▶ **Exercise directions**: An exact transcription of the data below is needed.

▶ **Data records**:
================

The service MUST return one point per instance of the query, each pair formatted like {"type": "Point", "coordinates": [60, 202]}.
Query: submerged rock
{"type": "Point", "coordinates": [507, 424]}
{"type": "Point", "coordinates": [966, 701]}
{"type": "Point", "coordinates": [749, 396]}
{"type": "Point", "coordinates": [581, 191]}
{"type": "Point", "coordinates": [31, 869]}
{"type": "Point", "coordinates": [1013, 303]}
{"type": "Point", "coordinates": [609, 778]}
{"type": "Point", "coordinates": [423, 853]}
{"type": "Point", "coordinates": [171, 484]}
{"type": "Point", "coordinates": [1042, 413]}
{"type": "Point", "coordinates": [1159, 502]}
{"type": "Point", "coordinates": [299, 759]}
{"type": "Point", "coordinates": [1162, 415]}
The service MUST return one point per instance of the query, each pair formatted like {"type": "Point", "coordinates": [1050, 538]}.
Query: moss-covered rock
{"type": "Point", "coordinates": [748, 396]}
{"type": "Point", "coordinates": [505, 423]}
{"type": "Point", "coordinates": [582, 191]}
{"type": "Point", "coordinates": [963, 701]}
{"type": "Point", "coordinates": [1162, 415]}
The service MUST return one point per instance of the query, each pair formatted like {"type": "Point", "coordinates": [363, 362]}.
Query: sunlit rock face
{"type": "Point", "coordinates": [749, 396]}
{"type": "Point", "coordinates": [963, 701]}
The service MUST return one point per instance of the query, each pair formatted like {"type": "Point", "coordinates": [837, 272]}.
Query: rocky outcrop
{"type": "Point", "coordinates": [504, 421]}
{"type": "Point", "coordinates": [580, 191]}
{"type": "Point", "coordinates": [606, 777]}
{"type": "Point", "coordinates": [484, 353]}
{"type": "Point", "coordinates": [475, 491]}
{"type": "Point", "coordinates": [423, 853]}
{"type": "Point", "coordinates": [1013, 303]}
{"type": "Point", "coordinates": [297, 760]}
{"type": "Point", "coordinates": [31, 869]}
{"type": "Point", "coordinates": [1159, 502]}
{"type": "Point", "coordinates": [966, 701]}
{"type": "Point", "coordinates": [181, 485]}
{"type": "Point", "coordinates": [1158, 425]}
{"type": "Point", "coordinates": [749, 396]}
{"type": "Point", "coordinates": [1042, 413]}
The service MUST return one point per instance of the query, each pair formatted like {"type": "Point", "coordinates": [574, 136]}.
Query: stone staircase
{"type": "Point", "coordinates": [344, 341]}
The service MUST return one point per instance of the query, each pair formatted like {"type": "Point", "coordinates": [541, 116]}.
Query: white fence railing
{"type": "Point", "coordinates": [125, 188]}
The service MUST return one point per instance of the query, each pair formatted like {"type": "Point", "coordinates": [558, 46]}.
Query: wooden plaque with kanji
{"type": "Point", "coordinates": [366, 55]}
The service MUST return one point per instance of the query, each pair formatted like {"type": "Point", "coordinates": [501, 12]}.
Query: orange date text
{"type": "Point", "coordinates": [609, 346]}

================

▶ **Response area**:
The service MUST return one point per instance of the query, each pair formatted like {"type": "Point", "coordinates": [60, 202]}.
Query: submerged rock
{"type": "Point", "coordinates": [507, 424]}
{"type": "Point", "coordinates": [966, 701]}
{"type": "Point", "coordinates": [749, 396]}
{"type": "Point", "coordinates": [581, 191]}
{"type": "Point", "coordinates": [31, 869]}
{"type": "Point", "coordinates": [1013, 303]}
{"type": "Point", "coordinates": [609, 778]}
{"type": "Point", "coordinates": [423, 853]}
{"type": "Point", "coordinates": [171, 484]}
{"type": "Point", "coordinates": [1042, 413]}
{"type": "Point", "coordinates": [1159, 502]}
{"type": "Point", "coordinates": [299, 759]}
{"type": "Point", "coordinates": [1162, 415]}
The service MUST return one point per instance of the query, each pair formatted like {"type": "Point", "coordinates": [1050, 538]}.
Query: moss-covered rock
{"type": "Point", "coordinates": [748, 396]}
{"type": "Point", "coordinates": [505, 423]}
{"type": "Point", "coordinates": [582, 191]}
{"type": "Point", "coordinates": [963, 701]}
{"type": "Point", "coordinates": [1162, 415]}
The service MUST return one point per instance of the query, each pair formatted like {"type": "Point", "coordinates": [363, 362]}.
Query: sunlit rock face
{"type": "Point", "coordinates": [749, 396]}
{"type": "Point", "coordinates": [963, 701]}
The service MUST return one point per instance of the query, each pair formatted like {"type": "Point", "coordinates": [837, 272]}.
Query: rocky outcrop
{"type": "Point", "coordinates": [504, 421]}
{"type": "Point", "coordinates": [580, 191]}
{"type": "Point", "coordinates": [606, 777]}
{"type": "Point", "coordinates": [484, 353]}
{"type": "Point", "coordinates": [475, 491]}
{"type": "Point", "coordinates": [423, 853]}
{"type": "Point", "coordinates": [1013, 303]}
{"type": "Point", "coordinates": [297, 760]}
{"type": "Point", "coordinates": [31, 869]}
{"type": "Point", "coordinates": [1159, 502]}
{"type": "Point", "coordinates": [966, 701]}
{"type": "Point", "coordinates": [181, 485]}
{"type": "Point", "coordinates": [1158, 425]}
{"type": "Point", "coordinates": [749, 396]}
{"type": "Point", "coordinates": [1042, 413]}
The service MUST return one point per instance of the query, each pair formatted like {"type": "Point", "coordinates": [574, 136]}.
Query: stone staircase
{"type": "Point", "coordinates": [344, 341]}
The service MUST return one point per instance of the query, each pair formatted like {"type": "Point", "coordinates": [541, 116]}.
Query: white fence railing
{"type": "Point", "coordinates": [125, 188]}
The service MUST return one point per instance of the query, each pair formatted like {"type": "Point", "coordinates": [558, 46]}.
Query: wooden plaque with kanji
{"type": "Point", "coordinates": [366, 55]}
The service MUST return one point per instance of the query, each pair formatted like {"type": "Point", "coordinates": [501, 12]}.
Query: orange date text
{"type": "Point", "coordinates": [609, 346]}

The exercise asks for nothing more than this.